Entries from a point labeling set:
━━━━━━━━━━━━━━━━━━━━

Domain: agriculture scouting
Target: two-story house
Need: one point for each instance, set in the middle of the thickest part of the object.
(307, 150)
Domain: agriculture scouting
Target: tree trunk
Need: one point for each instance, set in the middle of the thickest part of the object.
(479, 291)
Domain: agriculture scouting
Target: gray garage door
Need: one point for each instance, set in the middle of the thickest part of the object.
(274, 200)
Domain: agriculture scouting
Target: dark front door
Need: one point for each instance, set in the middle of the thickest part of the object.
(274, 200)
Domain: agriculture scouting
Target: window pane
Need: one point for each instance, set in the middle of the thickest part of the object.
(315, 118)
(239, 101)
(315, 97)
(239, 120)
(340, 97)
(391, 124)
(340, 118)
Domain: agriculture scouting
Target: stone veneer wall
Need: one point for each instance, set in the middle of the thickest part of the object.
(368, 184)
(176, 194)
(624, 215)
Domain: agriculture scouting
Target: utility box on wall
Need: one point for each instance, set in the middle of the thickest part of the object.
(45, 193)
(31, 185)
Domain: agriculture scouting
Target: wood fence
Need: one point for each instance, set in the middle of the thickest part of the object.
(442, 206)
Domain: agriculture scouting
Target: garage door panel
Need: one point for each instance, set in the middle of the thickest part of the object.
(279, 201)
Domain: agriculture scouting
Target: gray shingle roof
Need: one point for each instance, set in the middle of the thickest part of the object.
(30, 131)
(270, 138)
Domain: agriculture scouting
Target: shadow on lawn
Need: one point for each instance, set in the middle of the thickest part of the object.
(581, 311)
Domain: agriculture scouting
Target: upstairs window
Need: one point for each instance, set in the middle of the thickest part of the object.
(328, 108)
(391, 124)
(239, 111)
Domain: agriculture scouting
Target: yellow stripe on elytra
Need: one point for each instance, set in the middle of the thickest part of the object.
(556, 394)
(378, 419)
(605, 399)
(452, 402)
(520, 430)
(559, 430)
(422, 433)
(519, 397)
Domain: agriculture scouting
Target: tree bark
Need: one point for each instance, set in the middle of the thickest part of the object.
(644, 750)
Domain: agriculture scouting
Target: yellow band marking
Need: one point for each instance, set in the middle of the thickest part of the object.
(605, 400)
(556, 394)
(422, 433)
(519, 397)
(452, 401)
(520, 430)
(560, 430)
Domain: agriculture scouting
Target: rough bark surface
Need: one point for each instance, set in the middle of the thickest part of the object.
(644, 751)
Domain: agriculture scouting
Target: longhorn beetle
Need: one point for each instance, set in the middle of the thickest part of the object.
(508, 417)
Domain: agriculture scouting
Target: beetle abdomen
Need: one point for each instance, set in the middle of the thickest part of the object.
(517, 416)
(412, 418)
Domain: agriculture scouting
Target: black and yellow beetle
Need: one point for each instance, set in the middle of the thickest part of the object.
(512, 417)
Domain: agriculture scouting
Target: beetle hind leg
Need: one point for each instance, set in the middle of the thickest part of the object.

━━━━━━━━━━━━━━━━━━━━

Work to complete ->
How many lines in the entries above contain the word "yellow"? Reply with the number alone.

Task solution ->
3